• DOCUMENT PASSAGE:

Start of Block

On reading some of the media commentary about all this I came across a letter I found of value by someone who chose to remain anonymous.  Here is part of the letter:

 

My brother has moderate learning difficulties, caused (as in Susan Boyle’s case) by deprivation of oxygen at birth.  To him, all human relationships are about trust – which is easily broken. My brother sees the world in extreme terms: either someone loves him or hates him.

 

The slightest hint that someone is criticising him, even if it is friendly and well-meant, and he becomes angry. He loses it. It is so hard to explain the vast contradictions in him – he appears ‘normal’, but not quite. Normal enough to be judged for his actions; different enough to be teased, bullied, laughed at.

 

I suspect that Susan Boyle’s graciousness in defeat was quite genuine; she clearly liked the young boys who won, and felt she was amongst friends. But backstage would have been a different matter; any stray remark (or stray remark she thought she heard) would very likely have tipped her over the edge.

 

Those of us who cope daily with developmentally-impaired people have to have a vast reservoir of patience. It’s not always possible, admittedly, because one thing we find difficult to admit to is how angry and violent our loved ones can be. Susan Boyle isn’t a fraud.  She is both the innocent girl who never grew up and the foul-mouthed aggressive woman. Unlike most of the rest of us, she can clearly switch from one to the other in seconds, and be utterly unable to control it.

 

The letter writer’s amazing insights are humbling.  They reminded me: [1] that we can never say we know someone until we know their pain, and we could add, that we will never know ourselves either until we have faced our own pain; [2] that what we see of another person is seldom, if ever, the full truth, making opinionated judgements of others not only pointless, but baseless; [3] that all of us are living paradoxes, meaning that we are a “both/and” people rather than an “either/or” people—in other words we are both “sinner” and “saint” – containing vast contradictions like everyone else.

 

O Jesus, help us to be gentle with the people around us, ever aware that we do not know the full truth of who they are.  Open our eyes to their sainthood.  Amen.

End of Block

• WORK INSTRUCTION A: Decide whether each statement agrees with the passage about Susan Boyle, answering yes or no and quoting the deciding words of the passage: (i) the letter writer's brother has severe learning difficulties; (ii) the author of the letter chose to remain anonymous; (iii) the letter writer considers Susan Boyle a fraud.
• WORK INSTRUCTION B: Copy the passage about Susan Boyle from "On reading some" up to and including "or hates him.".

• RECORD EXCERPTS:

Start of Block

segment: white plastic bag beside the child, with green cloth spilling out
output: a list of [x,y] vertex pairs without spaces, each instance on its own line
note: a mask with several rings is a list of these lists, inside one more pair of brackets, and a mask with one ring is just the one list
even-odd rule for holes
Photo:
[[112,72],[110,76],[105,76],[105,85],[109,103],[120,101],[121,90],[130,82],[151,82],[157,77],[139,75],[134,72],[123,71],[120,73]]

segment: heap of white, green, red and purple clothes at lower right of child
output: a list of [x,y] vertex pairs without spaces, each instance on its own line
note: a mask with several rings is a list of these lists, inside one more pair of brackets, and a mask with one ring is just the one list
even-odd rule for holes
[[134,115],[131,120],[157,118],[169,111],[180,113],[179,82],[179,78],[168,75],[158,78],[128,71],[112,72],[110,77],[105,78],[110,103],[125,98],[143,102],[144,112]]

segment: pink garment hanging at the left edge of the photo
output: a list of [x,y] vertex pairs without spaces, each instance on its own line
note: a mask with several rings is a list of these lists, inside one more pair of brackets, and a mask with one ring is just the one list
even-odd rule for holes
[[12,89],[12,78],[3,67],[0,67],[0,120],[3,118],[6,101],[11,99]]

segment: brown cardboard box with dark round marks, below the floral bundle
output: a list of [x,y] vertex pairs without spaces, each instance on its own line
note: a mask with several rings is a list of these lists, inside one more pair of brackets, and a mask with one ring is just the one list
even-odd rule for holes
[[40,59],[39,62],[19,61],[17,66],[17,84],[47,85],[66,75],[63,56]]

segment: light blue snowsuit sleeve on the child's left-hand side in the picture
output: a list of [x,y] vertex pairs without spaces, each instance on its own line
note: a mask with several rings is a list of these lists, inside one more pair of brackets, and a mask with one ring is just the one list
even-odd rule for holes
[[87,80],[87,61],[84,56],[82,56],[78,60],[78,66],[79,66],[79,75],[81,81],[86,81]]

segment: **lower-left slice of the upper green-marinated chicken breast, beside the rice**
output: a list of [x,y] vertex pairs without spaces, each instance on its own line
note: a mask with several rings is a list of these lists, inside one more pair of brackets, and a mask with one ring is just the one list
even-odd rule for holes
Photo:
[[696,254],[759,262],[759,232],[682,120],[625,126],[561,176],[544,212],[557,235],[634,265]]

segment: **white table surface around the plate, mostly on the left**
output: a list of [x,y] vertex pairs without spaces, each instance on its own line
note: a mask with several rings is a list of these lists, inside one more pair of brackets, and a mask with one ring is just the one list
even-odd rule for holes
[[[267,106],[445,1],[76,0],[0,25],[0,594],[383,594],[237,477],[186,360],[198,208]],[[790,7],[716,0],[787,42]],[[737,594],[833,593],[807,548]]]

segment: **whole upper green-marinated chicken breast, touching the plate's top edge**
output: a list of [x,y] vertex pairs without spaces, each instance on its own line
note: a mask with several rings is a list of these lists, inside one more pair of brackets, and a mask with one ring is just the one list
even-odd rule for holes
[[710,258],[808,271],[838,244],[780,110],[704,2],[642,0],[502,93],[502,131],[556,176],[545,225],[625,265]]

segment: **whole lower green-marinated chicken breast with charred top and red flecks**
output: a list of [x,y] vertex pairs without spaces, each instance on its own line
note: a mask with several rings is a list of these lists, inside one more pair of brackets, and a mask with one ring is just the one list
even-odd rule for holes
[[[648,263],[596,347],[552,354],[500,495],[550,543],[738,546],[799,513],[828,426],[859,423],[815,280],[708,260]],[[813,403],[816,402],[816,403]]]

End of Block

• RESPONSE A:
(i) No: "My brother has moderate learning difficulties"
(ii) Yes: "someone who chose to remain anonymous"
(iii) No: "Susan Boyle isn’t a fraud."

• RESPONSE B:
On reading some of the media commentary about all this I came across a letter I found of value by someone who chose to remain anonymous.  Here is part of the letter:

 

My brother has moderate learning difficulties, caused (as in Susan Boyle’s case) by deprivation of oxygen at birth.  To him, all human relationships are about trust – which is easily broken. My brother sees the world in extreme terms: either someone loves him or hates him.